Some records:
+ + + + +

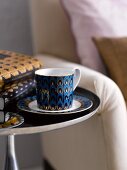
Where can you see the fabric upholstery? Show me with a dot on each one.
(114, 54)
(98, 143)
(91, 18)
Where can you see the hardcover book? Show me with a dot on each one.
(15, 66)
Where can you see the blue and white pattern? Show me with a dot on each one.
(54, 93)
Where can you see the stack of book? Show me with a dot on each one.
(16, 79)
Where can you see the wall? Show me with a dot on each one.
(15, 35)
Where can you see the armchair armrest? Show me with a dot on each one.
(112, 115)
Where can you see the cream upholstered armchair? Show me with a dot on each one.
(100, 143)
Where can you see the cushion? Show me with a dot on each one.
(15, 66)
(114, 54)
(90, 18)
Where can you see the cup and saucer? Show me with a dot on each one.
(55, 93)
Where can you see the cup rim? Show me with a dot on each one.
(58, 72)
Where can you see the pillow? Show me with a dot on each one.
(114, 54)
(90, 18)
(15, 66)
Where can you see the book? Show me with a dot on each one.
(15, 66)
(15, 91)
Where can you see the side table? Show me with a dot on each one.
(40, 123)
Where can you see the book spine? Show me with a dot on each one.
(13, 93)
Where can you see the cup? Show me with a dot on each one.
(55, 87)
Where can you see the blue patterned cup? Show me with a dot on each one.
(55, 87)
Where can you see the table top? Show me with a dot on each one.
(38, 123)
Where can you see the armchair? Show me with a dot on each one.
(100, 142)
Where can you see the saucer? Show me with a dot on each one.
(12, 120)
(80, 103)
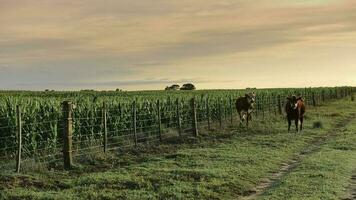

+ + + + +

◆ Written instruction
Give each line of the listing above as a JSON list of strings, one string per line, with blank lines skipped and the pictures left out.

◆ Expected answer
[
  "Where can you see the fabric upholstery? Show me with a dot on each one.",
  "(114, 54)",
  "(98, 143)",
  "(91, 18)",
  "Where can you see the hardcover book? Show me with a dot on each one.",
  "(15, 66)",
  "Where can you see the blue and white pattern? Show me with a dot on each one.",
  "(54, 93)",
  "Where can you see the stack of book? Show me with a dot on each one.",
  "(16, 79)",
  "Where can you see the wall? Show me with a dot on each one.",
  "(15, 35)",
  "Where can you see the armchair armrest? Show me with a dot on each one.",
  "(112, 115)",
  "Where can you see the cream upholstered armchair? Show me with a dot on each one.",
  "(100, 143)",
  "Where can you see the cushion? Show me with a dot on each one.",
  "(15, 66)",
  "(114, 54)",
  "(90, 18)",
  "Where can you see the cup and saucer? Show me with a dot on each one.",
  "(55, 93)",
  "Where can you see the cup rim? Show me with a dot on each one.",
  "(58, 72)",
  "Where can you see the pillow? Show me with a dot on each one.",
  "(114, 54)",
  "(90, 18)",
  "(15, 66)",
  "Where can you see the book? Show me with a dot on each one.",
  "(15, 66)",
  "(15, 91)",
  "Where can you see the side table? Show me with a dot on each one.",
  "(40, 123)",
  "Where can you see the book spine? Show me with a dot on each one.",
  "(13, 93)",
  "Where can you see the cup? Show me with a dot on each one.",
  "(55, 87)",
  "Where can you see the blue patterned cup? Show me with a dot on each one.",
  "(55, 87)",
  "Where can you see the table top? Show me with a dot on each one.",
  "(38, 123)",
  "Where can you see the armchair? Show me with a dot on each one.",
  "(100, 142)",
  "Where can you see the saucer? Show me with a dot on each one.",
  "(12, 120)",
  "(80, 103)"
]